◆ Activity A:
In the text on Plummer-Vinson syndrome, where in the esophagus does the web occur?
◆ Activity B:
Transcribe the Plummer-Vinson syndrome text word for word, beginning at the words "- Iron replacement" and stopping after the words "esophagus may develop.".

Plummer-Vinson syndrome (PVS) is a triad of microcytic hypochromic anemia (iron deficiency), atrophic glossitis, and esophageal webs or strictures.
Plummer-Vinson syndrome (PVS) most commonly affects middle-aged women (this may be related to a propensity for iron deficiency), although it can be occasionally present in a child. The web (containing mucosa and submucosa) occurs at the anterior post-cricoid area of the upper esophagus.
Figures for incidence and prevalence are not available but it is becoming rarer, probably because dietary inadequacy is becoming less common.
A high prevalence of Plummer-Vinson syndrome (PVS) was reported in Sweden in the early 20th century. This reduced after the introduction of iron supplementation in food.
Plummer-Vinson syndrome (PVS) appears to be more common in the Indian subcontinent than in Western countries. Plummer-Vinson syndrome (PVS) is common in men as well as females in the Indian subcontinent.
Iron deficiency - this is related to poor diet or blood loss.
The presentation is usually with painless, intermittent dysphagia. It tends to be with solid foods but, if untreated, may progress to soft foods and even liquids.
As with other causes of esophageal strictures, webs and rings, the patient is able to give a good indication of the level of obstruction.
Dysphagia may lead to weight loss. This should be regarded as a sign of danger.
There may also be features of iron-deficiency anemia like lethargy, tiredness and shortness of breath on exertion.
The features that appear on examination are those associated with iron deficiency. There may be pallor and even tachycardia if anemia is marked. There may be koilonychia (spoon-shaped nails), angular cheilitis and glossitis.
- FBC will show a microcytic, hypochromic anemia. Ferritin is low.
- The barium swallow may show the web. This may need to be enhanced with videofluoroscopy.
- A biopsy may be required if malignancy is suspected clinically.
Various disorders have been known to associate PVS, such as celiac disease, inflammatory bowel disease, pernicious anemia, thyroid disease, Sjögren's syndrome and rheumatoid arthritis.
- Iron replacement can almost invariably be achieved by oral means. Adding vitamin C does not improve absorption significantly. There is rarely any need for parenteral iron. Supplements may be needed long-term because after correction it is important to maintain a normal iron status. Causes of blood loss like menorrhagia may require attention.
- Endoscopic dilatation or argon plasma coagulation therapy of the esophageal web is occasionally required in cases of persistent dysphagia.
Post-cricoid carcinoma or carcinoma of the esophagus may develop.
Prognosis and prevention
Correction of iron deficiency will correct the condition if malignancy has not yet occurred. Prevention of iron deficiency prevents the disease.

◆ Raw data:
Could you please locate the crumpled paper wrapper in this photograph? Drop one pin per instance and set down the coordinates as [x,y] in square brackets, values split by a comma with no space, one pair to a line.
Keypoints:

◆ Task output A:
At the anterior post-cricoid area of the upper esophagus.

◆ Task output B:
- Iron replacement can almost invariably be achieved by oral means. Adding vitamin C does not improve absorption significantly. There is rarely any need for parenteral iron. Supplements may be needed long-term because after correction it is important to maintain a normal iron status. Causes of blood loss like menorrhagia may require attention.
- Endoscopic dilatation or argon plasma coagulation therapy of the esophageal web is occasionally required in cases of persistent dysphagia.
Post-cricoid carcinoma or carcinoma of the esophagus may develop.